Yağmuru severim. Bayat bir romantizm havasından değil, hatırladığım çocukluğumdan beri severim yağmuru. Bana bir yere ait olduğumu hissettiriyor. İnsanın bu dev boşlukta kendine tutunacak bir nokta bulabilmesi ne demek hiç anlamadım. Hep şaşırdım bir yere bu kadar heyecanla bağlı olan insanları gördükçe. Ayrıca kendime ait ne varsa paylaşmak zorundaydım ve hep uzaklardaydım birilerinden. Aklım bir karış havada, bedenim gerçekten uzaktaydı her nereye aitsem ama ne zaman yağmur yağsa bilirdim ki o gün orası benimdi. Ait olmak tanımı ancak o zaman bir kalıba sığıyordu ruhumda. Tenime düşen her damla sanki büyütüyordu zaman saksısında bekleyen umudumu. Tanrı'nın gözyaşlarına sığınan küçük bir çocuğun dualarıydı yağmur. Belirsiz bir geleceğe uyandığımız her sabah yağmura koşardım. Paylaşmak zorunda olmadığım tek gerçek ıslaklığımdı. Kabusların yıkanıp balkon demirine asıldığı mavi bir düş, yalnızlığın sadık bir dost gibi omzuna yaslandığı anlarda geçip giden akrep, hiç tatmadığım dudaklardan dökülen heyecan yüklü cümleler, yüzüne sürgün olduğum tüm isimler... Bana hep yağmur öğretti bunları. İpi kopmuş bir uçurtmaydım, tellere takılmadan kuyruğumdan tuttu biri ve özgürlüğümü verdi geri... Yağmuru severim, ıslandığım ve umutlandığım tüm geçmiş ve gelecekler için...

## [Sağlanan Veriler]
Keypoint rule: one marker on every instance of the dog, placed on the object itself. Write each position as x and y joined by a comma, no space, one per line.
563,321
* * *
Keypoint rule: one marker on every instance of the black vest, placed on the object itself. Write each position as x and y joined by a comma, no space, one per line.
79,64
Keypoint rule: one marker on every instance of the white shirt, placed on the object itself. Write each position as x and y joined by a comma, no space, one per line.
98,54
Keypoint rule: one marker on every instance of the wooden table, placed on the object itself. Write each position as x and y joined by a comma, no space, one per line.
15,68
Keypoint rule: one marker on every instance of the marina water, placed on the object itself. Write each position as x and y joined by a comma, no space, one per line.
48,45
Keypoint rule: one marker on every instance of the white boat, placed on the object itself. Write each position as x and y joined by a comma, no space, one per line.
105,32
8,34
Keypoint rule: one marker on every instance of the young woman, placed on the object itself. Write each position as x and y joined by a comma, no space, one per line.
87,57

## [Alıştırmalar]
[1] Yağmur üzerine yazıda anlatıcı, paylaşmak zorunda olmadığı tek gerçeğin ne olduğunu söylüyor?
[2] Yağmur üzerine yazıda, anlatıcının "Bana hep yağmur öğretti bunları" cümlesiyle andığı şeylerin hepsini sıralayın.

## [Görevlere Göre Yanıtlar]
[1] Islaklığı.

[2]
- Kabusların yıkanıp balkon demirine asıldığı mavi bir düş
- Yalnızlığın sadık bir dost gibi omzuna yaslandığı anlarda geçip giden akrep
- Hiç tatmadığı dudaklardan dökülen heyecan yüklü cümleler
- Yüzüne sürgün olduğu tüm isimler